> [Do this]
Repeat all of the data precisely.

Data extracted from a collection:
===

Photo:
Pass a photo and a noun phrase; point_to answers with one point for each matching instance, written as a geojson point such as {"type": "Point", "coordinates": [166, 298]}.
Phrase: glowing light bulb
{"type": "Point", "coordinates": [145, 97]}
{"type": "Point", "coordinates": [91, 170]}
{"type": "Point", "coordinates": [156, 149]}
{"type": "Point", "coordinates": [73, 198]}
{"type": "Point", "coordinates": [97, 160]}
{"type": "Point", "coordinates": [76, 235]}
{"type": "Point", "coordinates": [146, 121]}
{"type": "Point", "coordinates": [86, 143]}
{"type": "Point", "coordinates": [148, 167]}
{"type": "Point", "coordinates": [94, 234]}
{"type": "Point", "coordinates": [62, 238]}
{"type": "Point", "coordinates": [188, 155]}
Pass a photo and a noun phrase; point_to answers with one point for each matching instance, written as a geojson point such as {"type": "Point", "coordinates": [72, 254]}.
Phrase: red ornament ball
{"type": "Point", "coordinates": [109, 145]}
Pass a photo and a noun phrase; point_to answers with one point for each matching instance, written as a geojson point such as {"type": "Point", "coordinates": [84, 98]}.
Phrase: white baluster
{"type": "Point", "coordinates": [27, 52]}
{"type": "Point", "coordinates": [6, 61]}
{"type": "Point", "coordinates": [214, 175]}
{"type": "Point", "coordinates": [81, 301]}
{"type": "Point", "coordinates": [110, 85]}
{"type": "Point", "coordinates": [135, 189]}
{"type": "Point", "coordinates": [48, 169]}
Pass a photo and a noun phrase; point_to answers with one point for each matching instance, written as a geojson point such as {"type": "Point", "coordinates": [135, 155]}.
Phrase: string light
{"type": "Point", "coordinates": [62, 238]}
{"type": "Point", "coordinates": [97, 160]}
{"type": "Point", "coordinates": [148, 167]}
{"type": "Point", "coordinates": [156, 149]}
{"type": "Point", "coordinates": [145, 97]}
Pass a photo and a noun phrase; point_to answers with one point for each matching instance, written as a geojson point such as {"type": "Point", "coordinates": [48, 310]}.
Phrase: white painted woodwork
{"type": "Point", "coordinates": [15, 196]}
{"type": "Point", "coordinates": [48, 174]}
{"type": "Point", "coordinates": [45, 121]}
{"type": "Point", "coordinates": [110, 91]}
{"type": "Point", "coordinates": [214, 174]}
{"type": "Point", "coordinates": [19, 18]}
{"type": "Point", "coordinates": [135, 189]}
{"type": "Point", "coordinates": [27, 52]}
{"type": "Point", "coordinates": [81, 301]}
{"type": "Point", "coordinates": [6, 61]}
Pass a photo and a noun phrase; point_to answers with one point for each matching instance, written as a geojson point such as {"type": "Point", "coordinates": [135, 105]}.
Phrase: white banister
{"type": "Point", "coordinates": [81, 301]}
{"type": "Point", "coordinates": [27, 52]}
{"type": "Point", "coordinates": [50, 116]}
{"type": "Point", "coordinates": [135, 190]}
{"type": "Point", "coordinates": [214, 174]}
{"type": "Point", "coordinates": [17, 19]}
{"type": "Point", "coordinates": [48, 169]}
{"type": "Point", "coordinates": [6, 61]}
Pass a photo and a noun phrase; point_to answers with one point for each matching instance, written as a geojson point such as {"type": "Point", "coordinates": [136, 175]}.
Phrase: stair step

===

> [Correct response]
Photo:
Pass a photo and a noun phrase; point_to answers with one point for each matching instance, written as a geojson point such as {"type": "Point", "coordinates": [166, 298]}.
Phrase: glowing light bulb
{"type": "Point", "coordinates": [145, 97]}
{"type": "Point", "coordinates": [91, 170]}
{"type": "Point", "coordinates": [156, 149]}
{"type": "Point", "coordinates": [73, 198]}
{"type": "Point", "coordinates": [97, 160]}
{"type": "Point", "coordinates": [76, 235]}
{"type": "Point", "coordinates": [146, 121]}
{"type": "Point", "coordinates": [86, 143]}
{"type": "Point", "coordinates": [148, 167]}
{"type": "Point", "coordinates": [94, 234]}
{"type": "Point", "coordinates": [62, 238]}
{"type": "Point", "coordinates": [188, 155]}
Pass a photo and a noun phrase; point_to answers with one point for each matching instance, written as a geojson point such as {"type": "Point", "coordinates": [72, 254]}.
Phrase: red ornament ball
{"type": "Point", "coordinates": [109, 145]}
Pass a photo and a noun phrase; point_to answers with one point for each matching instance, written as a geojson point such as {"type": "Point", "coordinates": [84, 98]}.
Phrase: white baluster
{"type": "Point", "coordinates": [27, 52]}
{"type": "Point", "coordinates": [6, 61]}
{"type": "Point", "coordinates": [214, 175]}
{"type": "Point", "coordinates": [81, 301]}
{"type": "Point", "coordinates": [110, 85]}
{"type": "Point", "coordinates": [135, 189]}
{"type": "Point", "coordinates": [48, 169]}
Pass a photo and a noun phrase; point_to answers with one point for each matching instance, written as a geojson point such as {"type": "Point", "coordinates": [135, 155]}.
Phrase: string light
{"type": "Point", "coordinates": [62, 238]}
{"type": "Point", "coordinates": [97, 160]}
{"type": "Point", "coordinates": [148, 167]}
{"type": "Point", "coordinates": [156, 149]}
{"type": "Point", "coordinates": [145, 97]}
Pass a photo and a noun phrase; point_to answers with one point for each matching instance, written as a geojson point such as {"type": "Point", "coordinates": [48, 310]}.
Phrase: white painted woodwork
{"type": "Point", "coordinates": [15, 196]}
{"type": "Point", "coordinates": [48, 174]}
{"type": "Point", "coordinates": [45, 121]}
{"type": "Point", "coordinates": [110, 91]}
{"type": "Point", "coordinates": [214, 174]}
{"type": "Point", "coordinates": [19, 18]}
{"type": "Point", "coordinates": [135, 189]}
{"type": "Point", "coordinates": [27, 52]}
{"type": "Point", "coordinates": [81, 301]}
{"type": "Point", "coordinates": [6, 61]}
Pass a photo and a noun phrase; point_to answers with one point for each matching instance, written as a geojson point such as {"type": "Point", "coordinates": [135, 105]}.
Phrase: white banister
{"type": "Point", "coordinates": [81, 301]}
{"type": "Point", "coordinates": [27, 52]}
{"type": "Point", "coordinates": [50, 116]}
{"type": "Point", "coordinates": [135, 190]}
{"type": "Point", "coordinates": [214, 174]}
{"type": "Point", "coordinates": [17, 19]}
{"type": "Point", "coordinates": [48, 169]}
{"type": "Point", "coordinates": [6, 61]}
Pass a photo and a noun phrase; point_to answers with one point for each matching instance, written as a geojson point such as {"type": "Point", "coordinates": [136, 175]}.
Phrase: stair step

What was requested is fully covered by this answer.